Bericht zum Terroranschlag von Berlin: „Da wurde alles falsch gemacht“
Lange vor dem Terroranschlag in Berlin kannte die Polizei Anis Amri. Ein neuer Bericht listet noch einmal die Fehler der Polizei in dem Fall auf.
Amri hatte am 19. Dezember 2016 bei seinem Terroranschlag auf dem Weihnachtsmarkt zwölf Menschen getötet – obwohl er der Polizei lange als potenzieller Islamist und Drogenhändler bekannt war und auch mehrfach festgenommen wurde. Jost, der im Auftrag des Senats arbeitete, sagte: „Man kann einen Fall wie Amri nicht 08/15 behandeln. Das geht nicht. Amri war einer der Gefährder, die im GTAZ (Gemeinsames Terrorismusabwehrzentrum) so oft und intensiv besprochen wurden wie kaum ein anderer. Und dann kann man nicht so tun, als ob man da einen Eierdieb festgenommen hätte.“
Die meisten Kritikpunkte in dem 72-seitigen Bericht waren schon länger bekannt. Jost analysierte sie aber noch einmal in vielen Details. Zugleich räumte er ein, dass es für die Polizei viel schwerer geworden sei, Täter wie Amri rechtzeitig zu erkennen. Die islamistischen Terroranschläge würden inzwischen mit einem geringen Aufwand verübt, es gebe kaum Vorbereitungen und daher auch viel schlechtere Chancen für die Polizei, früh genug etwas zu merken.
--------------------
AUFGABEN:
1. Wie viele Seiten umfasst der Bericht, von dem der Textauszug über den Anschlag von Berlin handelt?
2. Setzen Sie den Textauszug über den Anschlag von Berlin im Anschluss an seinen letzten Satz fort.
--------------------
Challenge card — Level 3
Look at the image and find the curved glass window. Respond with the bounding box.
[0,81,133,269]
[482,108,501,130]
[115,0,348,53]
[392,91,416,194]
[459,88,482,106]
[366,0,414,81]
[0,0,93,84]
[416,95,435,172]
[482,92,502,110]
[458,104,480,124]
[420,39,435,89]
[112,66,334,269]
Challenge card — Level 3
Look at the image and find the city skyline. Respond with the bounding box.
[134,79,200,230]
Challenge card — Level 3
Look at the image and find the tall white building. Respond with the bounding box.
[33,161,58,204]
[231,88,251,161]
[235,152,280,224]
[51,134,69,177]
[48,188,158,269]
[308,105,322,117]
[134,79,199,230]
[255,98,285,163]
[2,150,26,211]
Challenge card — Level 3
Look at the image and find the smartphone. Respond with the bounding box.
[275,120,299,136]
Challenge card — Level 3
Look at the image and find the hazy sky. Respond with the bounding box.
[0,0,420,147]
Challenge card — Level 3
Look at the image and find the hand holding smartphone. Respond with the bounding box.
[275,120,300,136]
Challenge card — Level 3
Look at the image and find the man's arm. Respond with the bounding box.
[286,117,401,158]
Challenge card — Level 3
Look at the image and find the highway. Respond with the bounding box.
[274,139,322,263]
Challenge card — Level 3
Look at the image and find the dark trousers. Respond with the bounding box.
--------------------
LÖSUNGEN:
1. Der Bericht umfasst 72 Seiten.

2.
Allerdings hätte Amri wegen seines Drogenhandels und gefälschter Ausweise mit einer „reelen Chance“ verhaftet und in Untersuchungshaft gesperrt werden können, stellte Jost fest. Besondere Vorwürfe erhob er gegen die Kripo in Berlin. Sie hätte Amri im Sommer 2016 viel länger observieren müssen, um mehr Erkenntnisse zu sammeln, anstatt die Observation nach sechs Wochen wieder zu beenden. Die Zusammenarbeit der Drogenfahnder und der Terrorismusexperten sei dabei fehlerhaft gewesen und die Ergebnisse entsprechend schlecht. Auch die Generalstaatsanwaltschaft hätte da „ein Auge drauf haben müssen“. Jost betonte: „Da lag wirklich einiges im Argen.“
Das LKA Berlin habe zudem Amri im Februar 2016 kurz festgehalten und sein Handy beschlagnahmt. Das Vorgehen sei bis dahin völlig korrekt gewesen – aber anschließend seien die Daten aus dem Handy nicht ausgewertet worden, obwohl möglicherweise wichtige Kontakte zu islamistischen Unterstützern daraus hervorgegangen wären.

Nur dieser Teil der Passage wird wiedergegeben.